> **Task inputs**
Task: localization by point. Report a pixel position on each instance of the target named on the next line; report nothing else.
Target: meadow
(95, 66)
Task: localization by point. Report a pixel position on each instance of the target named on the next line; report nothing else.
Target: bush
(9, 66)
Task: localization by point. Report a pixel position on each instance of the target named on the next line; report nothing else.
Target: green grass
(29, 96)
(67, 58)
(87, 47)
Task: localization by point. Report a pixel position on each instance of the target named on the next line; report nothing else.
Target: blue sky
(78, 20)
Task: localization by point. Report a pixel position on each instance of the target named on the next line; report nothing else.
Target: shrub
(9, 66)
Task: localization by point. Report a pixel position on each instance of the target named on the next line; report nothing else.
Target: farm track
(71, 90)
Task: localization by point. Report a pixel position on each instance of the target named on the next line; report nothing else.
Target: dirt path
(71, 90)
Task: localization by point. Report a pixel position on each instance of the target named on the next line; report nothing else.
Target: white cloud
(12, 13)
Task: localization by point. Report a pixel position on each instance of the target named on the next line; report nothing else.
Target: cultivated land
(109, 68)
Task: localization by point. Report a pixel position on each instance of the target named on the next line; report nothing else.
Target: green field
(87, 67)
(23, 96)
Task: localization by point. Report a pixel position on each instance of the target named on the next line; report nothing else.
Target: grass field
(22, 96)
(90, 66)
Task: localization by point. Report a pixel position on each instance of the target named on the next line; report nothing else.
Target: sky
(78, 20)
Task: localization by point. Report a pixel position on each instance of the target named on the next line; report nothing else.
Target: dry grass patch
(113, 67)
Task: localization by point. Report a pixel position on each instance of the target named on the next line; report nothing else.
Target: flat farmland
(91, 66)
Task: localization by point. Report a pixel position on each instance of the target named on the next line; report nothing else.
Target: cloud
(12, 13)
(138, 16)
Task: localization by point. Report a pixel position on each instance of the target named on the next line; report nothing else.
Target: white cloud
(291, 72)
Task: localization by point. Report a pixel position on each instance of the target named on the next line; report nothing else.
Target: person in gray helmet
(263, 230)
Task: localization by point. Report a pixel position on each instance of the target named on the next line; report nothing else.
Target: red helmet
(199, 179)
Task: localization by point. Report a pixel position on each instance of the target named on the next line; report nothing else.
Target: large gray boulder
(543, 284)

> **Task statement**
Repeat the material word for word.

> **Task response**
Task: localization by point. Report a pixel position on each instance of the target named on the next line; report nothing else.
Target: meadow
(95, 66)
Task: localization by point. Report a pixel position on each instance of the target named on the next line; report nothing else.
Target: bush
(9, 66)
Task: localization by point. Report a pixel position on each instance of the target named on the next line; report nothing else.
Target: green grass
(29, 96)
(67, 58)
(87, 47)
Task: localization by point. Report a pixel position on each instance of the target named on the next line; report nothing else.
Target: blue sky
(78, 20)
Task: localization by point. Report a pixel position on each instance of the target named on the next line; report nothing else.
Target: shrub
(9, 66)
Task: localization by point. Report a pixel position on each instance of the target named on the next line; report nothing else.
Target: farm track
(71, 90)
Task: localization by point. Report a pixel position on each instance of the target named on the next line; report nothing else.
Target: dirt path
(71, 90)
Task: localization by point. Report a pixel position on each instance of the target named on the next line; report nothing else.
Target: white cloud
(12, 13)
Task: localization by point. Report a pixel position on each instance of the target named on the next line; report nothing else.
Target: cultivated land
(109, 68)
Task: localization by point. Report a pixel position on each instance of the target named on the next line; report nothing else.
Target: green field
(87, 67)
(23, 96)
Task: localization by point. Report a pixel position on each instance of the target named on the next line; report nothing else.
Target: grass field
(22, 96)
(90, 66)
Task: localization by point. Report a pixel position on each instance of the target named on the next line; report nothing else.
Target: sky
(78, 20)
Task: localization by point. Report a pixel position on each instance of the target named on the next line; report nothing else.
Target: dry grass patch
(113, 67)
Task: localization by point. Report a pixel position on each instance of the target named on the next line; report nothing else.
Target: flat farmland
(91, 66)
Task: localization by point. Report a pixel position on each instance of the target named on the next line; report nothing else.
Target: cloud
(12, 13)
(138, 16)
Task: localization by point. Report a pixel position on each instance of the target named on the next line; report nothing else.
Target: white cloud
(291, 72)
Task: localization by point. Report a pixel position on each instance of the target named on the next line; report nothing else.
Target: person in gray helmet
(263, 230)
Task: localization by point. Report a pixel position on each instance of the target named on the next line; report nothing else.
Target: red helmet
(199, 179)
Task: localization by point. Report a pixel position on each instance of the target named on the next line; report nothing else.
Target: large gray boulder
(543, 284)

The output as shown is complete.